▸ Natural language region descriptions
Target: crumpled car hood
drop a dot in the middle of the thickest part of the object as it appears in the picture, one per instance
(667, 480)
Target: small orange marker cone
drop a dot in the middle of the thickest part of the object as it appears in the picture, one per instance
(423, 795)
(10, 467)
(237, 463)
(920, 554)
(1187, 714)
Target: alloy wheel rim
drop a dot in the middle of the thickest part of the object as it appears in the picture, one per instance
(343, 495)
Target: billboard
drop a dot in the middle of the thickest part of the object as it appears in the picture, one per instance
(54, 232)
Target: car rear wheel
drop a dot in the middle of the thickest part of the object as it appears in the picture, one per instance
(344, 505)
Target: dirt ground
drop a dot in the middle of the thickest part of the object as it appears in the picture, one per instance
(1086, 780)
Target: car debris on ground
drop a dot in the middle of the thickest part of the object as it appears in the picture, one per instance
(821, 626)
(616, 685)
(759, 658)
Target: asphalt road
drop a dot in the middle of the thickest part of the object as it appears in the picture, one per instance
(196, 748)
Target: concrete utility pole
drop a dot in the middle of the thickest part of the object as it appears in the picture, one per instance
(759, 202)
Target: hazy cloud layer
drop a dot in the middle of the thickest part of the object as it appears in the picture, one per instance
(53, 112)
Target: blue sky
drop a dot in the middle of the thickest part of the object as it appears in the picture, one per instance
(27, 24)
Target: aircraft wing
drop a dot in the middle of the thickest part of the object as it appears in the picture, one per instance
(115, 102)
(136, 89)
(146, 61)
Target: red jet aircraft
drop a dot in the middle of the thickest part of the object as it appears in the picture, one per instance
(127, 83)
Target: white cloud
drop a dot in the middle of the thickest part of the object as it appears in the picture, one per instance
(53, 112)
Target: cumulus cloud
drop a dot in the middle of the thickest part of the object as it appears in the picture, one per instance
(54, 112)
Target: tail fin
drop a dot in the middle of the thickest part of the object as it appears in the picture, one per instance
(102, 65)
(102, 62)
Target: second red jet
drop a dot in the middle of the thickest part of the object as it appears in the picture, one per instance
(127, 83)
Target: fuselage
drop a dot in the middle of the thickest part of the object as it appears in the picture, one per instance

▸ Directions for this task
The required answer is the run of lines above, starting at the line with "Target: dirt ground" and ending at the line with "Target: white cloud", reproduced exactly with both ends.

▸ Expected output
Target: dirt ground
drop a dot in the middle of the thickest part of the object as it appears in the picture, one per instance
(1086, 780)
Target: car debris on ground
drop a dot in the middle of the thickest part of the object as it appears in the picture, one per instance
(821, 626)
(616, 685)
(759, 658)
Target: asphalt road
drop a dot in the middle of the thickest part of the object as it appears in the picture, one per instance
(196, 748)
Target: concrete utility pole
drop a dot in the middle of the thickest part of the object as it appears in the picture, one per instance
(759, 202)
Target: hazy cloud layer
drop a dot in the middle of the thickest part of the object as it appears in the picture, one per instance
(53, 112)
Target: blue sky
drop a dot in the middle of the thickest part of the object as it appears in the picture, one per instance
(27, 24)
Target: aircraft wing
drop a dot in the middle of the thickest part of the object as it appears in the picture, one per instance
(115, 102)
(136, 89)
(146, 61)
Target: red jet aircraft
drop a dot in the middle of the thickest part of the object as it appears in the picture, one per instance
(127, 83)
Target: white cloud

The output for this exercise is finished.